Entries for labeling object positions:

___

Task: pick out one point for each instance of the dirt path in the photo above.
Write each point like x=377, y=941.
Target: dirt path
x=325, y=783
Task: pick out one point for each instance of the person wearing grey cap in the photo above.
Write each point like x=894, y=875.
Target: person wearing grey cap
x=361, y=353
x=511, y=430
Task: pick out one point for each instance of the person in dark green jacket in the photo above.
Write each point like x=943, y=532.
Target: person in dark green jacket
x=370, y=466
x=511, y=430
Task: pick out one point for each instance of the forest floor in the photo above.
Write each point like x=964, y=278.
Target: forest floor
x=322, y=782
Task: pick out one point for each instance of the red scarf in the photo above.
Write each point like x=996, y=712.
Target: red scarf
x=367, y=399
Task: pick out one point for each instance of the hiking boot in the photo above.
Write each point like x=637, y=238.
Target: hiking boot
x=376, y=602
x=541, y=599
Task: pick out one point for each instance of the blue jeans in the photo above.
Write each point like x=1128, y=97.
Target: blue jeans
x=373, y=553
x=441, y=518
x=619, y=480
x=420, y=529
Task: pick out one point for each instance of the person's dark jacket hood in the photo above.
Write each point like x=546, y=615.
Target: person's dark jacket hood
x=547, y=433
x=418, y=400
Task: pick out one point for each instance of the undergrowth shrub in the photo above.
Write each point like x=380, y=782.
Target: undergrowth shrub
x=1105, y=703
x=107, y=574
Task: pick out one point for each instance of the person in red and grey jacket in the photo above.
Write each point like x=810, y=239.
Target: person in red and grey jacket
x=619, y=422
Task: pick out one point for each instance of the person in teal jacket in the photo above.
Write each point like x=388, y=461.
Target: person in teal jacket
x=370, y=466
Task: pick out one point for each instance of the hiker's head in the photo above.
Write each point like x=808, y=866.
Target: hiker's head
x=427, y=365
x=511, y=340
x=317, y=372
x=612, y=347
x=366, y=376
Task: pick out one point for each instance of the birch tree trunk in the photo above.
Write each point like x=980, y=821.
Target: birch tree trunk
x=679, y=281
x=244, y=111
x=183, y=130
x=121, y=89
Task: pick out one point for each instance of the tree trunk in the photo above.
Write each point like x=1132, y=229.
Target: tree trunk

___

Copy all of the items above without changing anything.

Task: pick out one point for each instance of the dirt path in the photo above.
Write each point like x=377, y=941.
Target: dirt path
x=325, y=783
Task: pick out one point for each instance of the person wearing grey cap in the photo above.
Write each point like x=894, y=875.
Target: person wearing grey cap
x=361, y=353
x=511, y=430
Task: pick out one point for each instance of the person in dark green jacket in the photo above.
Write each point like x=943, y=532.
Target: person in dark green jacket
x=370, y=466
x=511, y=430
Task: pick out one point for each instance of the forest floor in the photo above.
Write each point like x=964, y=278.
Target: forest floor
x=322, y=782
Task: pick out one point for each instance of the red scarf in the photo above.
Write each point like x=996, y=712.
Target: red scarf
x=367, y=399
Task: pick out one point for each instance of the hiking boot in the photo above.
Write each point like x=637, y=238.
Target: hiking boot
x=376, y=602
x=541, y=599
Task: pick out one point for each instance of the blue jeans in the photo above.
Write each point like x=1128, y=97.
Target: blue jeans
x=373, y=553
x=441, y=518
x=619, y=480
x=420, y=529
Task: pick out one point for each instance of the person's dark jacket hood in the photo above.
Write each point like x=546, y=615.
Target: person's dark jacket hood
x=547, y=433
x=418, y=400
Task: pick out one point for each instance of the undergrowth shrub in the photo above.
Write each point like x=380, y=782.
Target: undergrowth shrub
x=1105, y=703
x=107, y=574
Task: pick out one point for each instance of the person in red and grey jacket in the photo above.
Write each point like x=810, y=239.
Target: person in red and grey jacket
x=619, y=422
Task: pick out one point for each instance of the person in teal jacket in the photo above.
Write each point like x=388, y=461.
Target: person in teal jacket
x=370, y=466
Task: pick out one point for each instance of the hiker's head in the photo above.
Write each point like x=808, y=866.
Target: hiker's head
x=427, y=365
x=511, y=340
x=317, y=372
x=612, y=347
x=366, y=376
Task: pick out one point for each instance of the birch tree trunk in the photo above.
Write each point like x=980, y=821.
Target: birch tree trunk
x=679, y=281
x=244, y=111
x=183, y=130
x=121, y=89
Task: pick out one point for each instance of the tree trunk in the photo above.
Write each point like x=1132, y=229.
Target: tree trunk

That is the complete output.